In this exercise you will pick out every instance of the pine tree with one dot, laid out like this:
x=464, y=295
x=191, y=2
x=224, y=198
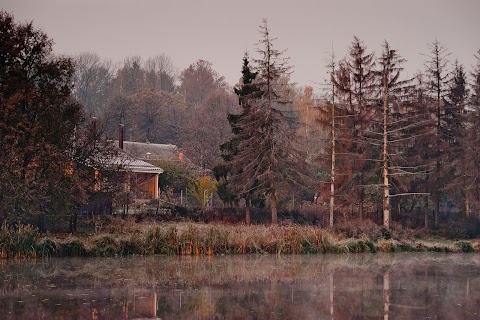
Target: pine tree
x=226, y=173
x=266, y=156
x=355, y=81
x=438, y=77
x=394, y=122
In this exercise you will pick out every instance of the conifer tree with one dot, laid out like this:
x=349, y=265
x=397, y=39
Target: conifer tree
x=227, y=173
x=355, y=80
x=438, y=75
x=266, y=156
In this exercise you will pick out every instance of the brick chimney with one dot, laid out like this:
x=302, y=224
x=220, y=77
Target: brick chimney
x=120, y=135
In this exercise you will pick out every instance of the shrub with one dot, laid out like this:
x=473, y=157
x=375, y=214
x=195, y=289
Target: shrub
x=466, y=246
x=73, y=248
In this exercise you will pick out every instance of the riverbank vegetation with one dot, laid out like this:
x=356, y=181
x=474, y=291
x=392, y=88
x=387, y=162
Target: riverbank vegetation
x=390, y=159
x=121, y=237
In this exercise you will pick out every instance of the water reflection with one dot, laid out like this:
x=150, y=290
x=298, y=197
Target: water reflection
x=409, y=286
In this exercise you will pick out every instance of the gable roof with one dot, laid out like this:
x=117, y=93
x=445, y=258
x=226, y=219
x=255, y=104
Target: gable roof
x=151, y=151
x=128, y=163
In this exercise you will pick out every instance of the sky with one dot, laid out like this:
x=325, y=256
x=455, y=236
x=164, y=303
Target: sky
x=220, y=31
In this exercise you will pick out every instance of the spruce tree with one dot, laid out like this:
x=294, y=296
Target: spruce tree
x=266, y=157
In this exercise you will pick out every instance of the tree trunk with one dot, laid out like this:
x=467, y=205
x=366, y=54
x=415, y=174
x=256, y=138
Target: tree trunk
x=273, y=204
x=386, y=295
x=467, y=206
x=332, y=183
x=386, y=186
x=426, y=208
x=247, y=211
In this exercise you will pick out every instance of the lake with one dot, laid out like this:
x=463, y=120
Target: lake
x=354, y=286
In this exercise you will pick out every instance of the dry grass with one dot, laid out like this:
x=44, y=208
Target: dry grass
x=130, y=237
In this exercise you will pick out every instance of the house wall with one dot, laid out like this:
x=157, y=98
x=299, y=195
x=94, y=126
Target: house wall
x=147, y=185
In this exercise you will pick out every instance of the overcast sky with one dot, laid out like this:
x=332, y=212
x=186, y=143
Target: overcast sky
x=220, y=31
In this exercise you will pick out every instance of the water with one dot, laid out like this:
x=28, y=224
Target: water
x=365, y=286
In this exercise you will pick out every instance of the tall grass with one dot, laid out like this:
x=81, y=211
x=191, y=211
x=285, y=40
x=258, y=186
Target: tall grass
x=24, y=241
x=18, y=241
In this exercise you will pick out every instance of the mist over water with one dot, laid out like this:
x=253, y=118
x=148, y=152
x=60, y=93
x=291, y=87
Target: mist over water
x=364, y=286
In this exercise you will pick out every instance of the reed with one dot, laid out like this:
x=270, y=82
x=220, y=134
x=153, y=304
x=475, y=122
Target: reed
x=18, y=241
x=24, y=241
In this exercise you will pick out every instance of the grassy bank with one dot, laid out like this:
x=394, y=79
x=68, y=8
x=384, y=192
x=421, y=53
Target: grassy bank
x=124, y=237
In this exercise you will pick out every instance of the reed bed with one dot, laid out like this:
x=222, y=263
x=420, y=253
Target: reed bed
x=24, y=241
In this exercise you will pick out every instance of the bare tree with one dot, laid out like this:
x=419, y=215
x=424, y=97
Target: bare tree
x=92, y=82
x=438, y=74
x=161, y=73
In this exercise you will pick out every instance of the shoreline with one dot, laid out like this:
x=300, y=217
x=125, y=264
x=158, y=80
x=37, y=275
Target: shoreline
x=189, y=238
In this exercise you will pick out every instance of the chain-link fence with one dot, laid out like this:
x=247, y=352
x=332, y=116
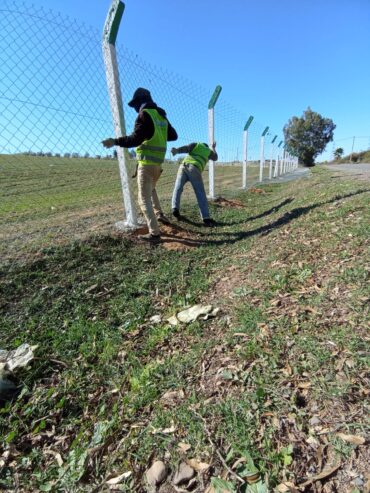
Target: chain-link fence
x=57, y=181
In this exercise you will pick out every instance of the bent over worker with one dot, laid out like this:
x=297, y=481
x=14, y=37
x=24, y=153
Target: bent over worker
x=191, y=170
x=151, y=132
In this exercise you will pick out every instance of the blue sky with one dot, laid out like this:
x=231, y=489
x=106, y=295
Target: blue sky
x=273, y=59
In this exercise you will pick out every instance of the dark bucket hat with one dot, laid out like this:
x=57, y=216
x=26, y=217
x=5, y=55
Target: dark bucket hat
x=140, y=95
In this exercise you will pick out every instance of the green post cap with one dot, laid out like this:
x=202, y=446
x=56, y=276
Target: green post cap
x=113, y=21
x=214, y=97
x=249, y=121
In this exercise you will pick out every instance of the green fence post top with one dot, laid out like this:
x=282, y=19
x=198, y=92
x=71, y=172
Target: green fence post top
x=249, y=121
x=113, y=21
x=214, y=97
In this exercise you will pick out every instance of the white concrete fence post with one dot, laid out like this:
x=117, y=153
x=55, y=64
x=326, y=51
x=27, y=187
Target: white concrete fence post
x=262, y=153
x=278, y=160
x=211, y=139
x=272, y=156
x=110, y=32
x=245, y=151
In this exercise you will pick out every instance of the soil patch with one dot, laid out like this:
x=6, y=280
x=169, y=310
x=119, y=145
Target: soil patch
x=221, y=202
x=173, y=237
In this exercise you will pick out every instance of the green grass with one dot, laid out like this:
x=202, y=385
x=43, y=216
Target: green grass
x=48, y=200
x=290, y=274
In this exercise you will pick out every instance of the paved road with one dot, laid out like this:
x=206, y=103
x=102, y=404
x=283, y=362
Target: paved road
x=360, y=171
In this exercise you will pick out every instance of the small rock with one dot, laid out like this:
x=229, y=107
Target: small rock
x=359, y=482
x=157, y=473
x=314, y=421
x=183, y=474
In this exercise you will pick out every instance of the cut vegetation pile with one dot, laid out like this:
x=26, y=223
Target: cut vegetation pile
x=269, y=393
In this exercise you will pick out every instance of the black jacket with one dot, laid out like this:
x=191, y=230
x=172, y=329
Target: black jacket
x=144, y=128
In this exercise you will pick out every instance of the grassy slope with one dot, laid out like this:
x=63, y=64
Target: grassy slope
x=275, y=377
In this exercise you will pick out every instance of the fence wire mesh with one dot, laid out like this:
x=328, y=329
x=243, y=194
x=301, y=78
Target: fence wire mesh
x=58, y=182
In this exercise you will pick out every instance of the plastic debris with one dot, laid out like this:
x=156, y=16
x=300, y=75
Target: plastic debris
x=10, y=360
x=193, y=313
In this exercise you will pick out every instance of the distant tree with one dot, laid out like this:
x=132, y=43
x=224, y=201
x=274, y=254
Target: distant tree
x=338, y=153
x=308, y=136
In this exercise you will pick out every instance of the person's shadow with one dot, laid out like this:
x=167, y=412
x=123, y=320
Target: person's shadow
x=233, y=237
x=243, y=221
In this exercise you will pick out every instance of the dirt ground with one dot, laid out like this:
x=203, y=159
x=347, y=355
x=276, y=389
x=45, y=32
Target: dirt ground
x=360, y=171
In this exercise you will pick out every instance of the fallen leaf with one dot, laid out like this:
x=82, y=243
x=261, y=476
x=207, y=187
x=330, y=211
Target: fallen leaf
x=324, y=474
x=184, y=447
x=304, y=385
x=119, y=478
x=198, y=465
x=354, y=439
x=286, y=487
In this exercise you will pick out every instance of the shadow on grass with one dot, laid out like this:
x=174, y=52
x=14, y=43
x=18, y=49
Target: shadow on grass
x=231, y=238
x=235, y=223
#####
> [Task details] Set down, unchanged, the part of the entries above that opens with the line containing "of the fence" and closes with the last line of the entries.

> [Solution to this problem]
In this exercise you will pick out every instance of the fence wire mesh with one dot, laid out like this:
x=328, y=329
x=243, y=194
x=301, y=78
Target: fence wire mesh
x=58, y=182
In this exercise you will pick out every instance of the plastic debris with one dot, laid out like this:
x=156, y=16
x=300, y=75
Target: plastic debris
x=10, y=360
x=193, y=313
In this exercise you will pick out every instance of the distant tree with one dot, laid out like this:
x=132, y=43
x=224, y=201
x=274, y=254
Target: distant tree
x=338, y=153
x=308, y=136
In this exercise you will pick out every instance of the person's shadow with one dot, laid out like this:
x=167, y=412
x=123, y=320
Target: person's shadow
x=233, y=237
x=243, y=221
In this exercise you will pick out every instance of the dirt ground with one dot, laid out like this:
x=203, y=159
x=347, y=355
x=276, y=389
x=45, y=32
Target: dirt ground
x=360, y=171
In this exercise you will pick out every instance of the fallen leaf with one dot, laid out like this:
x=82, y=243
x=261, y=476
x=207, y=187
x=330, y=211
Target: fallen leaf
x=324, y=474
x=184, y=447
x=304, y=385
x=119, y=478
x=198, y=465
x=354, y=439
x=286, y=487
In this exercise you will pick out every instance of the shadow on grass with one dot, laid out like this:
x=174, y=52
x=14, y=43
x=18, y=49
Target: shadow on grass
x=231, y=238
x=235, y=223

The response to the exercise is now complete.